───── Listing

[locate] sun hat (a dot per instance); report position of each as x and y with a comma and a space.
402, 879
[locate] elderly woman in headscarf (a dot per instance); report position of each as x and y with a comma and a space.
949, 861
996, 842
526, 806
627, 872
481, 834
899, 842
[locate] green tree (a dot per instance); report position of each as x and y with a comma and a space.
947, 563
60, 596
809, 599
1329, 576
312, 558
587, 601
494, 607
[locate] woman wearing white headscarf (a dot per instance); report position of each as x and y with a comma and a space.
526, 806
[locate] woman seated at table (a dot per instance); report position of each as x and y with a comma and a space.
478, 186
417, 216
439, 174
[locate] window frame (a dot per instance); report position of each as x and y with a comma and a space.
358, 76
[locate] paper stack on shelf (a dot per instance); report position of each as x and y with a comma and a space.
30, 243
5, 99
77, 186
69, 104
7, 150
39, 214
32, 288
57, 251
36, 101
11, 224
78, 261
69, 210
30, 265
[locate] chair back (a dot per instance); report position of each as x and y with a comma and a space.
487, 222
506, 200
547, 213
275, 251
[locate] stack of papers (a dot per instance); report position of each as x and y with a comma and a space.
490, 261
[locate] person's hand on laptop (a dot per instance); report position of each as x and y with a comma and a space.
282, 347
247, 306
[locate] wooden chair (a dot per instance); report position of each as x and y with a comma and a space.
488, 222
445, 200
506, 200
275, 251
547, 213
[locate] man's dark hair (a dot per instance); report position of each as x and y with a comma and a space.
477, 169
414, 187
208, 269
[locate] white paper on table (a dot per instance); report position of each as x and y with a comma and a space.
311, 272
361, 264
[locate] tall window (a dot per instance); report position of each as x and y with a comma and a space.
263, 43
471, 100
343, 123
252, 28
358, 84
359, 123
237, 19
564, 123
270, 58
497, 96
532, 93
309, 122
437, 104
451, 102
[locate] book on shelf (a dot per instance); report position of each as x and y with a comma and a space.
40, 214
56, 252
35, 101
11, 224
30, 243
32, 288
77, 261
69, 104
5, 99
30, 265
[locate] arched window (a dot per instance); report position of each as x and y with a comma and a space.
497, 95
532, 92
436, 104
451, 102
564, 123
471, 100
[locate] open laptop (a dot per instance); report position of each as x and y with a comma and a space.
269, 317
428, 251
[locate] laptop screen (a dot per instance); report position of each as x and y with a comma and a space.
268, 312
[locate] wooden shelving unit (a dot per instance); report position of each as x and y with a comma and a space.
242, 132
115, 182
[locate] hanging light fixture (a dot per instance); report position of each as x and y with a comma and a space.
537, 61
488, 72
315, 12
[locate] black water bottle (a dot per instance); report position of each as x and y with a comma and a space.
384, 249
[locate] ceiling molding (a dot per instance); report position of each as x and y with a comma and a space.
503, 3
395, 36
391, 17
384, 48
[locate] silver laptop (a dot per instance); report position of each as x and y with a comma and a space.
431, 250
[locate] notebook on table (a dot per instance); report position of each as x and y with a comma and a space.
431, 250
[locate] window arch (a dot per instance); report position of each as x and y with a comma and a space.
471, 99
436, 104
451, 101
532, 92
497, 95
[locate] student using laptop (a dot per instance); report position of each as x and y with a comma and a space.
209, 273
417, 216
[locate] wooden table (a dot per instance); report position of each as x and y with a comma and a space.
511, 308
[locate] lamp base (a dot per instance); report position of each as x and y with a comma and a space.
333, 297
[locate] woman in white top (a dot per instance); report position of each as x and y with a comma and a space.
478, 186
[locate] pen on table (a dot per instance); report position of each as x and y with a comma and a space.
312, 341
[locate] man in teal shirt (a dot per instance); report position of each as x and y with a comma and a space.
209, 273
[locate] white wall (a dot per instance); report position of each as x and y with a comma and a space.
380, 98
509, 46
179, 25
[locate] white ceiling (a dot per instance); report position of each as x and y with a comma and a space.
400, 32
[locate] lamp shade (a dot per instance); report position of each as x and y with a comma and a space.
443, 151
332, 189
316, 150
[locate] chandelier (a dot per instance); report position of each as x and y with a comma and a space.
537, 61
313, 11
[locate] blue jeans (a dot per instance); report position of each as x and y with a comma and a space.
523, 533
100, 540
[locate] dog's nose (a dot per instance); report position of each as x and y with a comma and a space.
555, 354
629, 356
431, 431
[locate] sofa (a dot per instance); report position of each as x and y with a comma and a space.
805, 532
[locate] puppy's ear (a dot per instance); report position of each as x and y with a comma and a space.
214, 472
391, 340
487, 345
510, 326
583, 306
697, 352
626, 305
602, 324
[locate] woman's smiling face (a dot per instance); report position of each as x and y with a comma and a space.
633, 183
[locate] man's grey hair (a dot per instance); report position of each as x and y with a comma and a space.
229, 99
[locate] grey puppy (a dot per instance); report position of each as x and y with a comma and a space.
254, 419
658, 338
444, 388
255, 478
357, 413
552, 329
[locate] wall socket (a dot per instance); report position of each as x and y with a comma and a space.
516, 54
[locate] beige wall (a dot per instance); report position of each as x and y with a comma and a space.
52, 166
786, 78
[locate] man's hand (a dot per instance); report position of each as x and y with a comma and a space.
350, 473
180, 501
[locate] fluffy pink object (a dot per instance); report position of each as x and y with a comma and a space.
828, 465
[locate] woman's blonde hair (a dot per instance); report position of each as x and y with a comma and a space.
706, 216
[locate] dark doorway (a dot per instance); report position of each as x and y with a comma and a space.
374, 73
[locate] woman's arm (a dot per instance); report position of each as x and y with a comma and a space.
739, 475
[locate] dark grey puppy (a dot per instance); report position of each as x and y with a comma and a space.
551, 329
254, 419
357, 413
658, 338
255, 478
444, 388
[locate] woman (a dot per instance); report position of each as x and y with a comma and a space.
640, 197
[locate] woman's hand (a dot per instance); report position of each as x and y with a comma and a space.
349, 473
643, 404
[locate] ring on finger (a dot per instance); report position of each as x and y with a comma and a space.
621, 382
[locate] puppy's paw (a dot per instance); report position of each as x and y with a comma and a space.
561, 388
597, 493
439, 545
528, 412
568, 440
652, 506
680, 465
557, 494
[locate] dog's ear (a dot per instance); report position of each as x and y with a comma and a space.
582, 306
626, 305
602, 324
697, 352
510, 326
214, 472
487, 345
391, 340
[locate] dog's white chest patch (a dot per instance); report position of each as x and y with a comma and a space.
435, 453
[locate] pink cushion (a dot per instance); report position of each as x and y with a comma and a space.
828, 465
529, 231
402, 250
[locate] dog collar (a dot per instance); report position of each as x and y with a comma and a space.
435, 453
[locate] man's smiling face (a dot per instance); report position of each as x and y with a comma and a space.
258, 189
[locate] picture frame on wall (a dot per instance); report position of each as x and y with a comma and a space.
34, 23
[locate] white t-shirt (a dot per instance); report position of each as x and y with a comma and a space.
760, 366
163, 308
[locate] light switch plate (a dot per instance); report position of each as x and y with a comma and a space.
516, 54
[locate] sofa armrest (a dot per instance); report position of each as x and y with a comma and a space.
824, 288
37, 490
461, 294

──────────

▸ **Instructions for the task**: Scale the records from the line containing "[locate] dark grey" through the last line of the records, inclusive. Give every line again with its request, and multiply each coordinate in the answers by 1.9, rounding to whole numbers with halves rounded up.

▸ **Exercise answer**:
[locate] dark grey puppy (a dot per instance); report position of each as x and y with a comma and a space.
1047, 625
483, 796
678, 785
1250, 642
485, 908
844, 737
[locate] woman (a dot per instance); report position of each as x and y with a comma and a space.
1216, 374
[locate] woman's hand (a dot per instance); report position of each as x and y with a comma and a space.
663, 899
1222, 768
[locate] ring on finger (a dot per instance); report position of each as x and y with a comma and a space.
1180, 726
[locate] puppy's paw (a dot per instance); report position of each as x and y with a comma and a space.
1066, 737
1134, 937
834, 1036
1003, 783
1079, 836
1239, 961
1292, 884
1058, 939
[locate] dog's ear (a dot per instance); report position of each as x and y with a comma and a space.
1106, 581
1189, 580
1144, 616
1324, 669
969, 619
407, 897
925, 656
743, 646
[locate] dog's white chest patch (a dot per instance); report position of each as x and y with a comma and a space.
827, 861
[locate] pink cushion (a dot per instance); report position of each as x and y with a comma and a space.
1573, 884
1005, 439
764, 475
[locate] dog collar (a dot per instance); report position of each as x and y with a comma and a space.
827, 861
[locate] man's smiling face (a dot per instance); report position of each as x and y with a comma and a space.
490, 359
[locate] picture frame on wall (a dot per instance); report position of each as x and y with a comma and a space.
65, 44
[locate] white t-shirt (a dot per instance); report position of each as x and y with a comma and a space.
1444, 695
310, 585
[locate] light switch plate (a dot per instance); report position of each as x and y with a comma and a space.
980, 103
[locate] sofa armrest (a dot per instance); report position of each as x and y with a comma and a space.
1566, 547
70, 931
876, 559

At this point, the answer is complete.